*** EXERCISE PASSAGE ***

The IAAF is saddened to hear that New Zealand’s 1972 Olympic 5000m silver medallist and former world record-holder Dick Quax died on Monday (28) at the age of 70 after suffering with cancer.
Born in the Dutch city of Alkmaar in 1948, Quax moved to New Zealand with his family in the 1950s and settled in the Waikato. His interest in running developed while attending Hamilton Boys’ High School.
A formidable runner over distances from 1500m to the marathon, Quax was one of New Zealand’s leading international athletes through the 1970s.
Quax made his international debut at the 1970 Commonwealth Games in Edinburgh where he earned the silver medal in the 1500m behind Kip Keino. But he produced some of his more memorable performances later that decade.
He finished second to Lasse Viren in the 5000m at the 1976 Montreal Olympic Games. In Stockholm one year later, he set a world record of 13:12.87 for the distance. That same year, he also set a national 10,000m record of 27:41.95.
His national records on the track were only beaten in recent years when Adrian Blincoe ran 13:10.19 in 2008 and Zane Robertson ran 27:33 in 2016.
Quax switched to the marathon and in 1979 in Oregon ran the fastest debut over the distance of 2:11:13. One year later he improved his time to 2:10:47.
He was the New Zealand mile champion in 1969 and 5000m champion for three years from 1972. Late in his career he won the National Road Race Championship in 1982.

*** End of EXERCISE PASSAGE ***

### [PROBLEMS TO SOLVE]
1) Decide whether each statement agrees with the obituary of Dick Quax: (a) Quax set a 5000m world record in Stockholm; (b) Quax won gold in the 1500m at the 1970 Commonwealth Games; (c) Quax's national 10,000m record was beaten by Zane Robertson in 2016. For each, answer yes or no and quote the words of the obituary that decide it.
2) Resume the obituary of Dick Quax, starting after its final sentence.

*** RECORDED DATA ***

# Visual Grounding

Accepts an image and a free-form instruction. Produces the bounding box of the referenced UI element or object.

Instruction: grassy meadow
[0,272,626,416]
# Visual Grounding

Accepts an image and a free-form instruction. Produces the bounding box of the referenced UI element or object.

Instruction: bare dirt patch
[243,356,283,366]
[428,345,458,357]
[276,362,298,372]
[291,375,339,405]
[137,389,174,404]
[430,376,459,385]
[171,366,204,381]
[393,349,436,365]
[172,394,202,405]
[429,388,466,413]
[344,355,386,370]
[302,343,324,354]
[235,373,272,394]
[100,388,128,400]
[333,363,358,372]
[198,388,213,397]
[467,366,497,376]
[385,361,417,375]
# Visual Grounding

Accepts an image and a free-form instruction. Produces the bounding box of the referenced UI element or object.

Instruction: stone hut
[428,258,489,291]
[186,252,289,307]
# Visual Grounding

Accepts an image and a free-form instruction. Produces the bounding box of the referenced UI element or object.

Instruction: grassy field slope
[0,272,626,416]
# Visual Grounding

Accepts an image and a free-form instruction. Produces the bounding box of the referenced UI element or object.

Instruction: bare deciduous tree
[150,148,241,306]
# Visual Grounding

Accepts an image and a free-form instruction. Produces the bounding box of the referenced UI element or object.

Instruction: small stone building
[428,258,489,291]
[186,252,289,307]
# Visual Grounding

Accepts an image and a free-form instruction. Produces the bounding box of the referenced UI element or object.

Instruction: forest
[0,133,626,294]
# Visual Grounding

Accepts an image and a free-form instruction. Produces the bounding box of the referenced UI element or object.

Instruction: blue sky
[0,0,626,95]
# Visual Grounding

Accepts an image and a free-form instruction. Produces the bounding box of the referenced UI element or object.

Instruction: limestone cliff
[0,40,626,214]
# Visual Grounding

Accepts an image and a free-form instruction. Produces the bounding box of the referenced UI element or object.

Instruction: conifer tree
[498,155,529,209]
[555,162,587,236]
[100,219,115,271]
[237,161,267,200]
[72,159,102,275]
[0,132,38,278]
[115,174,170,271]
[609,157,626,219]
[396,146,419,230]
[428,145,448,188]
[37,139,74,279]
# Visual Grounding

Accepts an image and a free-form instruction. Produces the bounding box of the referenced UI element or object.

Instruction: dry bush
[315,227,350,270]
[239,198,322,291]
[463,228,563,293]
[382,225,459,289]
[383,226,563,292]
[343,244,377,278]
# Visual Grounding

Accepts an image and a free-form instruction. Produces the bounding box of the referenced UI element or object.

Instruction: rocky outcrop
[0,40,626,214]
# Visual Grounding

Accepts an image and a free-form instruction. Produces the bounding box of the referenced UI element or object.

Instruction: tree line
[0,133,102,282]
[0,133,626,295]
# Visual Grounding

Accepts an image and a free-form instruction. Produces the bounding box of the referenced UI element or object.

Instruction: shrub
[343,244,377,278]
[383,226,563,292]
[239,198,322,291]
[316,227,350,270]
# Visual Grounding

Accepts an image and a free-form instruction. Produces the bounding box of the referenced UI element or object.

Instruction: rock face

*** End of RECORDED DATA ***

### [ANSWERS FOR EACH ITEM]
1)
(a) Yes: "In Stockholm one year later, he set a world record of 13:12.87 for the distance."
(b) No: "he earned the silver medal in the 1500m behind Kip Keino"
(c) Yes: "Zane Robertson ran 27:33 in 2016"

2)
He was admitted to the New Zealand Sports Hall of Fame in 1990 and again in 2005 as a member of the New Zealand cross country team that won the world title in 1975.
Quax continued his involvement in the sport as a coach and promoter. He coached his son Theo, the 2017 national under-20 road and 1500m champion. He has been an Auckland City Councillor since 2011 and was recently made Patron of the New Zealand Secondary Schools Athletics Association.
“Dick was a great of NZ Athletics and will be sorely missed,” said Athletics New Zealand Chief Executive Hamish Grey. “He will be remembered as a Commonwealth and Olympic Games medallist and one of only four New Zealanders to hold a world record at an Olympic distance.
“His legacy goes so much further, however, having inspired a generation of kiwis and coached and promoted the sport. Our thoughts are with Dick’s family at this difficult time.”